Tudo me parecia cinza, esparso e também estranho. E o mesmo acontecia com os dias, com as músicas, com a sua face iluminada em um filme noir clássico e impecável. Também as estrelas, o céu sufocante e infinito, o amor que nos aprisiona debaixo das principais constelações, anjos e Beethoven à parte.
Eu via tudo isso e tudo isso me parecia cinza, eu pensava, isso também está dentro de mim, enquanto eu caminho soturno pelos bares e avenidas, respiro, transbordo cambaleante pela superficialidade das coisas.

segunda-feira, junho 6

É o crepúsculo dos deuses.


Hoje eu preciso te escrever meu amor. Qualquer palavra mais forte, qualquer poema mais egoísta que no fim acabará revelando segredos mais meus do que teus, mas que ainda assim, serão escritos com a única intenção de imaginar qualquer conversa mais significativa, qualquer olhar que me dê mais segurança, qualquer tapa ou beijo que não precisam de ordem porque aconteceram de qualquer forma e talvez ao mesmo tempo. Há tempo para tudo. Mas ainda assim é urgente. Te escrevo porque tenho raiva. Porque isso mesmo André? Porque insistimos infinitamente em sabotagens e finais previsíveis? Porque eu não paro por aqui e te privo de todas as palavras da alma e vou ver um filme, controlo meu impulso insano que não precisa do teu whisky barato para ter coragem. Minhas palavras tem vontade própria. E meu coração sempre foi maior que meu corpo. Maior defeito isso aí. E eu podia culpar os signos e os astros por terem me feito nascer em um outono de Abril e me feito impulsiva e inconsequente, mas no fim de tudo, ainda seria só eu. Encarar meus olhos no espelho e dizer "I'm ready for my close-up". Mas sou covarde. Por isso escrevo. Assim eu logo tiro de dentro e pronto. Fim. Foi-se. Sem medo ou palavras sensíveis e comportadas. A vida é cortante e as letras devem ser febris para aliviar o peso do mundo. Preciso disso também. E sinto tua falta. Como você é ridículo Luíz. Porra. Porque você foi morar no mês de dezembro? Porque é tão viciado nas tuas coisas vazias e teu poço, que nem é tão fundo assim, e que você cava com medo do sol te tocar e perceber que você ainda está inteiro? Porque logo você foi ter consciência profunda do teu charme antiquado e teus gostos de blues e música clássica que me fariam cair mais facilmente?

#### Linhas de dados:
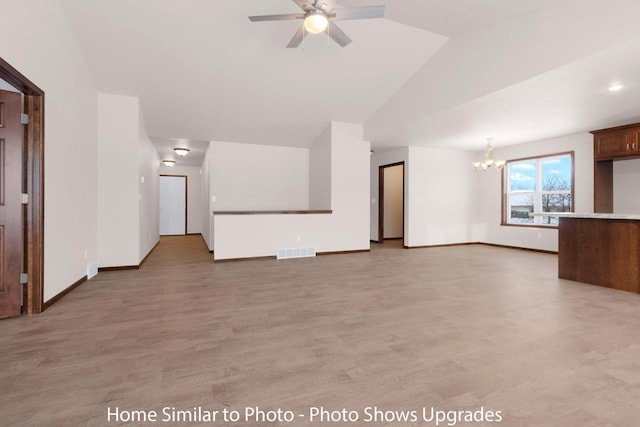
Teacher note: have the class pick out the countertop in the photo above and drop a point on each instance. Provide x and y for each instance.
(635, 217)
--
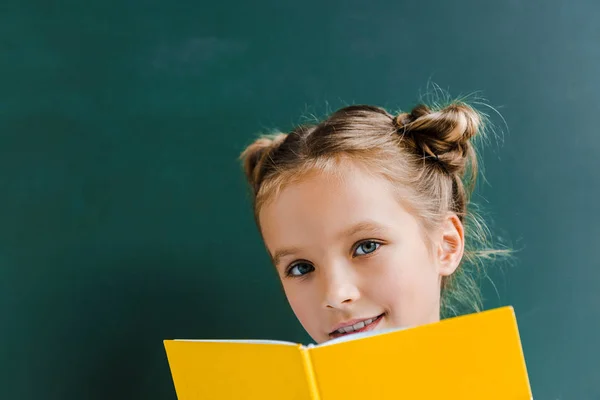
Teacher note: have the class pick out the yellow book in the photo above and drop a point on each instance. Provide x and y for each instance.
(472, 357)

#### Instruções:
A) Reproduza do desabafo amoroso, sem alterar nada, a parte que começa em "Tudo me parecia" e vai até "Beethoven à parte.".
B) Resuma o desabafo amoroso em duas frases.
C) Prossiga com o desabafo amoroso a partir da última frase apresentada.

#### Respostas dos exercícios:
A)
Tudo me parecia cinza, esparso e também estranho. E o mesmo acontecia com os dias, com as músicas, com a sua face iluminada em um filme noir clássico e impecável. Também as estrelas, o céu sufocante e infinito, o amor que nos aprisiona debaixo das principais constelações, anjos e Beethoven à parte.

B) Quem narra diz que tudo lhe parece cinza, inclusive dentro de si, enquanto caminha pelos bares e avenidas. Depois, escreve ao seu amor por raiva e por se achar covarde, admite sentir falta dele e pergunta por que ele se apega tanto às suas coisas vazias.

C)
E eu não posso te esconder o quanto amo, porque amo mesmo, o teu jeito tão novo e que ainda não conheço. Quero que você seja novidade eterna. É possível? Canta Kurt no meu ouvido as três da manhã e me faz esquecer a  desconfiança infinita de que alguém está tentando romper minha individualidade extrema e fundamental, amor. 

Deixa eu te contar sobre hoje: você é invasivo. Aprendi tua mania de não olhar o relógio e hoje por tua, e somente tua culpa, perdi o horário. Cheguei atrasada em todos os lugares. Porque cortou meu sono. Porque você me fez querer sonhar. E eu sou assim "baby". Você está ouvindo seu old Rolling Stones, disco especial edição colecionador, e dirigindo calmamente por rotas-fantasmas a lá filme de terror trash e sentindo o vento a 70 quilômetros por hora no teu chevy impala since 1967 e eu estou passando a 150 quilômetros na tua frente e não posso parar porque Ian já tinha avisado: She's lost control again. Mas ninguém nunca presta atenção. E eu não sei dar passos curtos. E ninguém nunca me ensinou a respirar e não ligar para o primeiro contato do celular as duas e meia da manhã porque a solidão me assusta demais. André, eu não quero apressar nada e como eu disse: há tempo para tudo. Mas minha personalidade e minha alma de escritora porra-loca quero-viver-tudo-ao-mesmo-tempo, mas que continua nesse quartinho-de-gradezinhas-sufocantes-e-totalmente-quebravéis, mas que não tenho coragem de quebrar, porque liberdade também sufoca, não me permite também parar. Eu quero. E tenho o maior defeito do mundo: sou teimosa pra caralho. Quanto mais errado e improvável, melhor. Que droga. Tua cocaína que voa com o vento e me perturba na porta do coração. Não te dei as chaves. Não te dei. E você ainda entra. Como isso mesmo?

Por fim, só quero sentar mais uma vez no teu colo, e você vai fazer qualquer piada do meu tamanho e como eu pareço uma criança mimada e carente e eu não vou te dar atenção, vou tentar olhar dentro da tua alma, e imagino que sem sucesso,  só vou dizer com um biquinho, confirmando minha infantilidade, para sua diversão pessoal e diária, que você não passa de um ridículo. E nada me tira isso da cabeça. 

Cazuza me mandou dizer enquanto canta: o nosso amor a gente inventa pra se distrair. E quando acaba a gente pensa, que ele nunca existiu.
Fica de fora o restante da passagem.